* **Data for the task**:
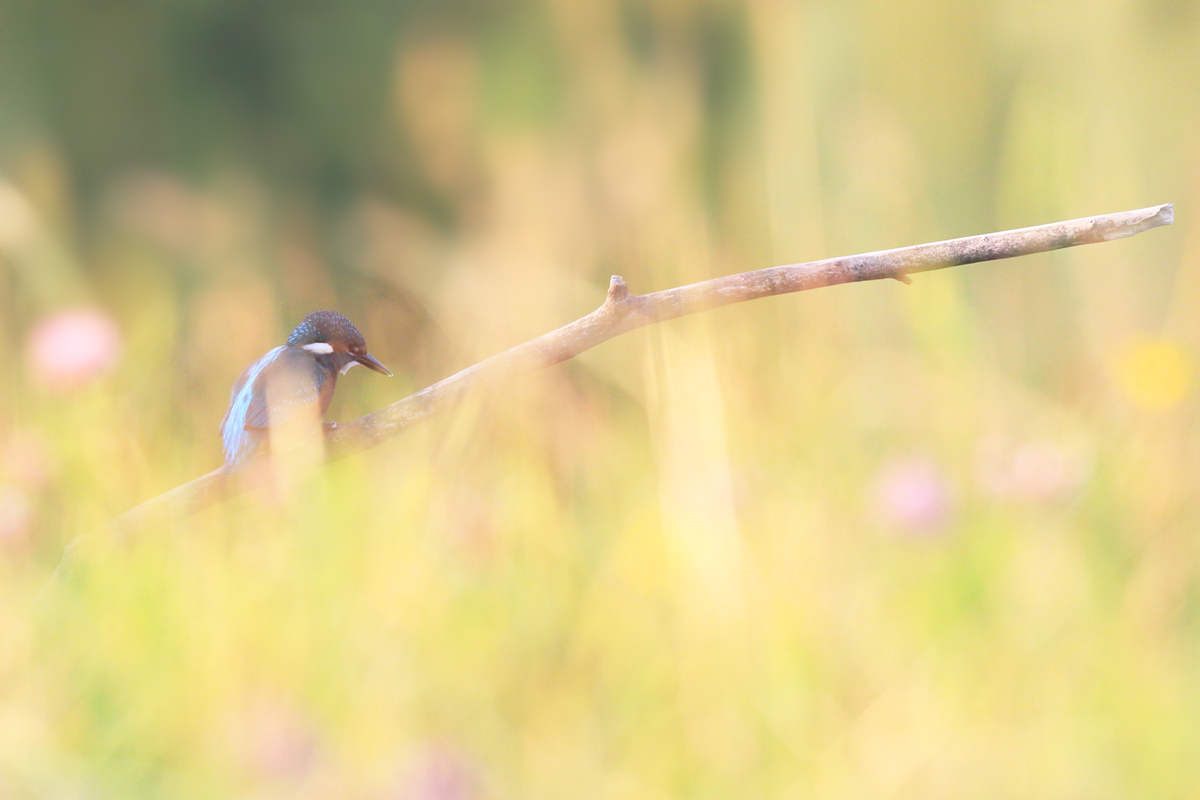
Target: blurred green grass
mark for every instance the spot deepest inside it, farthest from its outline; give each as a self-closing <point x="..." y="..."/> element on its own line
<point x="933" y="541"/>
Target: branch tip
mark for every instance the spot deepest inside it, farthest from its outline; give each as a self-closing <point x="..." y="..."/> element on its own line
<point x="617" y="289"/>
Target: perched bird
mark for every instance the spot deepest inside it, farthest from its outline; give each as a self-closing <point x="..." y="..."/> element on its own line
<point x="301" y="373"/>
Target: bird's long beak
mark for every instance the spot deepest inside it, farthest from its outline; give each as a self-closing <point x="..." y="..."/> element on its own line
<point x="369" y="360"/>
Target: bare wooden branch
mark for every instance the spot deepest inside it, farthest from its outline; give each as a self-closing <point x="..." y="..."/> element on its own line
<point x="623" y="312"/>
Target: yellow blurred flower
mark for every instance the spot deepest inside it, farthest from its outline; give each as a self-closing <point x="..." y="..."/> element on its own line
<point x="1156" y="373"/>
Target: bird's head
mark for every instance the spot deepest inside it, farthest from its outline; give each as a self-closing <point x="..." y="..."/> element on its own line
<point x="327" y="332"/>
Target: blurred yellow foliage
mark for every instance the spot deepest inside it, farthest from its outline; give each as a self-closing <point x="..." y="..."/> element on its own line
<point x="1156" y="374"/>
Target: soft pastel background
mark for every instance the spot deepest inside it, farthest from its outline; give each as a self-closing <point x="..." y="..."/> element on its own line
<point x="874" y="541"/>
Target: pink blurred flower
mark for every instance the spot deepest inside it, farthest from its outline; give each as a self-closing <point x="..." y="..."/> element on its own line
<point x="439" y="774"/>
<point x="281" y="744"/>
<point x="70" y="349"/>
<point x="915" y="494"/>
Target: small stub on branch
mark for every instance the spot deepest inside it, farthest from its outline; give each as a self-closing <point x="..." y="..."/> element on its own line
<point x="617" y="289"/>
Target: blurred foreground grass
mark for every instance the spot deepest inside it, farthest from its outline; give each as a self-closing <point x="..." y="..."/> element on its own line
<point x="934" y="541"/>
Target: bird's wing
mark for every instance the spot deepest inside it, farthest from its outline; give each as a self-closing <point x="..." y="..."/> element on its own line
<point x="240" y="443"/>
<point x="291" y="380"/>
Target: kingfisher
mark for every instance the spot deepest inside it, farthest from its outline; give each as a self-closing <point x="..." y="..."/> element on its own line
<point x="300" y="373"/>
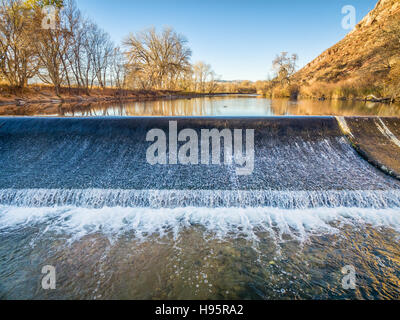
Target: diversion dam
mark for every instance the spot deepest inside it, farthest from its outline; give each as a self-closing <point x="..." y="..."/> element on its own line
<point x="79" y="194"/>
<point x="299" y="162"/>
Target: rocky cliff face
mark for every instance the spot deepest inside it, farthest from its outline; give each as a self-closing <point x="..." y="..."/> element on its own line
<point x="359" y="54"/>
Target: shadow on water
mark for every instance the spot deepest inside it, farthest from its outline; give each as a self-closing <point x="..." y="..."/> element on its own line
<point x="78" y="194"/>
<point x="209" y="106"/>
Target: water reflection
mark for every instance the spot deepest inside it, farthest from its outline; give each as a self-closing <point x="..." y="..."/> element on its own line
<point x="209" y="106"/>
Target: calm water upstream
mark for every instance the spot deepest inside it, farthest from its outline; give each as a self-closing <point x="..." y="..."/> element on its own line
<point x="214" y="106"/>
<point x="78" y="194"/>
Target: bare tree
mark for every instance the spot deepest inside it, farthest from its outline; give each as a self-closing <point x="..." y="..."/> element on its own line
<point x="18" y="56"/>
<point x="285" y="66"/>
<point x="157" y="58"/>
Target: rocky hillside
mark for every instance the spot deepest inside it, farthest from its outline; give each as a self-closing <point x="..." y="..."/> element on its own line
<point x="362" y="54"/>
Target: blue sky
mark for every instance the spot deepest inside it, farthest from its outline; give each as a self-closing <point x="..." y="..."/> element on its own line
<point x="238" y="38"/>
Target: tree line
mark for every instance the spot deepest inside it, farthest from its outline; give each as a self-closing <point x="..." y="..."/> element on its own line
<point x="74" y="52"/>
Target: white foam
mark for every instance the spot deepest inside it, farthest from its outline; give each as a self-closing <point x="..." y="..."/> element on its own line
<point x="300" y="224"/>
<point x="98" y="198"/>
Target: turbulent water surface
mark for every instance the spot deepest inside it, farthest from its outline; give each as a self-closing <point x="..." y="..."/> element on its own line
<point x="78" y="194"/>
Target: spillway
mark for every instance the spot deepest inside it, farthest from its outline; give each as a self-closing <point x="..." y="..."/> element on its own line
<point x="300" y="162"/>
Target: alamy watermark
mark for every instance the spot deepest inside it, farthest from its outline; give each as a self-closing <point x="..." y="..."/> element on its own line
<point x="190" y="154"/>
<point x="49" y="280"/>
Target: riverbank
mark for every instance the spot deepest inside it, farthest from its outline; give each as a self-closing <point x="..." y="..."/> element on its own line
<point x="46" y="95"/>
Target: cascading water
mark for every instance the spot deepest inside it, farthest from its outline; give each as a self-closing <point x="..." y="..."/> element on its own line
<point x="82" y="189"/>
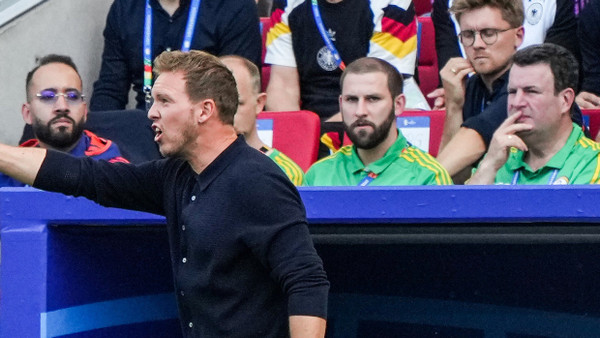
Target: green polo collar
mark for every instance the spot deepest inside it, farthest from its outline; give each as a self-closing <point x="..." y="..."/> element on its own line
<point x="355" y="165"/>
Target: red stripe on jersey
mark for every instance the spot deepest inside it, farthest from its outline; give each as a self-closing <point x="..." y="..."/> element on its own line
<point x="399" y="30"/>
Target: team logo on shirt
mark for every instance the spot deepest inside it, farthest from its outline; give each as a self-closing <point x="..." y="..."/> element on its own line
<point x="326" y="60"/>
<point x="533" y="15"/>
<point x="561" y="181"/>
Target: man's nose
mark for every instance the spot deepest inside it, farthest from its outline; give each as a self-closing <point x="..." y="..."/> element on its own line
<point x="361" y="107"/>
<point x="152" y="112"/>
<point x="61" y="103"/>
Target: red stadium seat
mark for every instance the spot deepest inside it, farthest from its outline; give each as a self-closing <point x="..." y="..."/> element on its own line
<point x="422" y="6"/>
<point x="591" y="117"/>
<point x="427" y="57"/>
<point x="296" y="134"/>
<point x="436" y="127"/>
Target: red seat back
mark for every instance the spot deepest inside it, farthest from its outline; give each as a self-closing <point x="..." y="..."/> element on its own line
<point x="296" y="134"/>
<point x="592" y="117"/>
<point x="427" y="57"/>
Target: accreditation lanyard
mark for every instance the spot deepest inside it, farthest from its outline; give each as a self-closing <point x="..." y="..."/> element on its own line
<point x="550" y="180"/>
<point x="185" y="46"/>
<point x="325" y="36"/>
<point x="367" y="180"/>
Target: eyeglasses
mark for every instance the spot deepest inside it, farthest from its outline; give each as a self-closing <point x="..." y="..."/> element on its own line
<point x="488" y="35"/>
<point x="50" y="96"/>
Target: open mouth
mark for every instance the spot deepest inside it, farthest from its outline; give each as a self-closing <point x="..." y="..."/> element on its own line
<point x="157" y="133"/>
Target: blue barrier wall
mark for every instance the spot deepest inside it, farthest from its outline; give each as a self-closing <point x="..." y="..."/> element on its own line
<point x="403" y="262"/>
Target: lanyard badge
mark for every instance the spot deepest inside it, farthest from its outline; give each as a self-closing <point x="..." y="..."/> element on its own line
<point x="325" y="36"/>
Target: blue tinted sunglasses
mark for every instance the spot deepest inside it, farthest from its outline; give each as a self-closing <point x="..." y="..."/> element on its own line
<point x="50" y="96"/>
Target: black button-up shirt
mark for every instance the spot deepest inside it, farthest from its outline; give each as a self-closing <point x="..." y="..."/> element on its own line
<point x="242" y="256"/>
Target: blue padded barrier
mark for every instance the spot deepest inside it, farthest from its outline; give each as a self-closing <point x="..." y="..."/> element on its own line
<point x="457" y="261"/>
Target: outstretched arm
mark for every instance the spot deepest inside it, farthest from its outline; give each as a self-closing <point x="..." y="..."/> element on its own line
<point x="504" y="138"/>
<point x="307" y="327"/>
<point x="21" y="163"/>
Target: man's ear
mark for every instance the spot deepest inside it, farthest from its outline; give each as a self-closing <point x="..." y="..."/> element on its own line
<point x="520" y="33"/>
<point x="399" y="104"/>
<point x="85" y="111"/>
<point x="567" y="96"/>
<point x="26" y="113"/>
<point x="204" y="109"/>
<point x="261" y="100"/>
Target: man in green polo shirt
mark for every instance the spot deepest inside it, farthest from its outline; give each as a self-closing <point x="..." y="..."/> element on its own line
<point x="539" y="143"/>
<point x="380" y="155"/>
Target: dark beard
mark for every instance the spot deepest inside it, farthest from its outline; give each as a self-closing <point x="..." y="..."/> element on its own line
<point x="61" y="138"/>
<point x="362" y="139"/>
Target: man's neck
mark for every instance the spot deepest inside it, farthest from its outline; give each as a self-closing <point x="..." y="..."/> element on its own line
<point x="542" y="149"/>
<point x="170" y="6"/>
<point x="489" y="79"/>
<point x="209" y="145"/>
<point x="368" y="156"/>
<point x="64" y="150"/>
<point x="253" y="140"/>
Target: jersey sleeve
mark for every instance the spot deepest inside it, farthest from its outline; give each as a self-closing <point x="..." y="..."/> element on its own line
<point x="279" y="37"/>
<point x="395" y="34"/>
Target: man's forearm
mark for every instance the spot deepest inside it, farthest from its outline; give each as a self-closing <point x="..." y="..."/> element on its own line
<point x="307" y="327"/>
<point x="21" y="163"/>
<point x="485" y="174"/>
<point x="452" y="123"/>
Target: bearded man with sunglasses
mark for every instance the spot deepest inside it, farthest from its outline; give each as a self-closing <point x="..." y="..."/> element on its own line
<point x="57" y="112"/>
<point x="491" y="32"/>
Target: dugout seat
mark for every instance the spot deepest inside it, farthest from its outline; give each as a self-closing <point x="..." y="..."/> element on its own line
<point x="427" y="57"/>
<point x="436" y="127"/>
<point x="296" y="134"/>
<point x="591" y="117"/>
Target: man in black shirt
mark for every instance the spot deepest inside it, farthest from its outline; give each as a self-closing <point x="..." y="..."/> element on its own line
<point x="242" y="257"/>
<point x="491" y="32"/>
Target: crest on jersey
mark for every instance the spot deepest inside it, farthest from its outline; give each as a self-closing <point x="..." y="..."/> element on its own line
<point x="326" y="60"/>
<point x="561" y="181"/>
<point x="533" y="14"/>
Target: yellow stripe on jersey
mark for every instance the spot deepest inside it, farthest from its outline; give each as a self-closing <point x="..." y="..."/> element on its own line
<point x="290" y="169"/>
<point x="277" y="31"/>
<point x="597" y="172"/>
<point x="327" y="141"/>
<point x="343" y="151"/>
<point x="394" y="45"/>
<point x="427" y="161"/>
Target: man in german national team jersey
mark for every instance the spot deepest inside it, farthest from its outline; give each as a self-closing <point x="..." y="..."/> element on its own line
<point x="251" y="103"/>
<point x="370" y="100"/>
<point x="310" y="42"/>
<point x="57" y="112"/>
<point x="539" y="143"/>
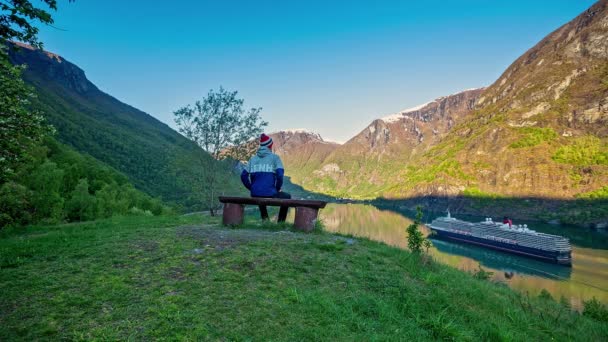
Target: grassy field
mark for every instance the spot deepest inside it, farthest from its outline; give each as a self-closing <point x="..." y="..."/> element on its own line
<point x="188" y="278"/>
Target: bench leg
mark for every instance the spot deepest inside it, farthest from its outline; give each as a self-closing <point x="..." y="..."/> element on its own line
<point x="263" y="212"/>
<point x="282" y="214"/>
<point x="306" y="218"/>
<point x="233" y="214"/>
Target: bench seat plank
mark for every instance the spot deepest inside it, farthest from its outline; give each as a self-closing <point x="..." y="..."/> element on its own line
<point x="273" y="202"/>
<point x="306" y="210"/>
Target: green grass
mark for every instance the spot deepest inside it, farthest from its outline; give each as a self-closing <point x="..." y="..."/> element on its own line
<point x="186" y="278"/>
<point x="583" y="151"/>
<point x="532" y="136"/>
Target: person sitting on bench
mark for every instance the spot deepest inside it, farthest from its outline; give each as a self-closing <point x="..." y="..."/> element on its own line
<point x="263" y="176"/>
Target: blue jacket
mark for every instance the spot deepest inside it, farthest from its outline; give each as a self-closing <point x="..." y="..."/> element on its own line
<point x="263" y="175"/>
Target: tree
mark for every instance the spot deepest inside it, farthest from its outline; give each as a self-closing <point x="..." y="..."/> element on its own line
<point x="415" y="240"/>
<point x="20" y="127"/>
<point x="221" y="126"/>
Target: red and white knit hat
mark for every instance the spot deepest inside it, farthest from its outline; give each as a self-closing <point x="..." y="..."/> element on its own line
<point x="265" y="140"/>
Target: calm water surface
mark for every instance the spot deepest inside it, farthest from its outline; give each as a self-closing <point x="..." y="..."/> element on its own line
<point x="587" y="278"/>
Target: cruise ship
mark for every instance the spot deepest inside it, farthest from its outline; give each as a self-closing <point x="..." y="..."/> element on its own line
<point x="505" y="237"/>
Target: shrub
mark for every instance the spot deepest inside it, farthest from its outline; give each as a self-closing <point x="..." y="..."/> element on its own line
<point x="415" y="240"/>
<point x="15" y="208"/>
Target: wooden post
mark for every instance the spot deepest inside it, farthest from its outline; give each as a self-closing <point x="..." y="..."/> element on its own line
<point x="306" y="218"/>
<point x="233" y="214"/>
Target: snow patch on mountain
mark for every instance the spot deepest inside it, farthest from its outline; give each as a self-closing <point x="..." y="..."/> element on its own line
<point x="402" y="114"/>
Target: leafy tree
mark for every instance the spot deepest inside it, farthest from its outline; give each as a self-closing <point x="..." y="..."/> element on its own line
<point x="20" y="127"/>
<point x="415" y="240"/>
<point x="82" y="206"/>
<point x="220" y="125"/>
<point x="46" y="183"/>
<point x="15" y="207"/>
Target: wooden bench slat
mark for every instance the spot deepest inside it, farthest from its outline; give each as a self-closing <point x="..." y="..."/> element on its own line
<point x="273" y="202"/>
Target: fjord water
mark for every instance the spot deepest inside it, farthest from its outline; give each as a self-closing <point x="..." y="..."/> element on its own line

* **Given request**: Starting at the line that contains "Target: wooden bench slat" and ending at the last line of the listing, rewrite those lines with "fjord" replaced by "harbor", changing nothing else.

* **Expected output**:
Target: wooden bench slat
mark for every instance the spot deepest inside it, farthest from its outline; give each as a self-closing <point x="..." y="..."/> element on its own line
<point x="273" y="202"/>
Target: harbor water
mark for every instance the spot deepest inside it, farthest from its outline; give each as a self-closing <point x="..." y="..."/> element on its own line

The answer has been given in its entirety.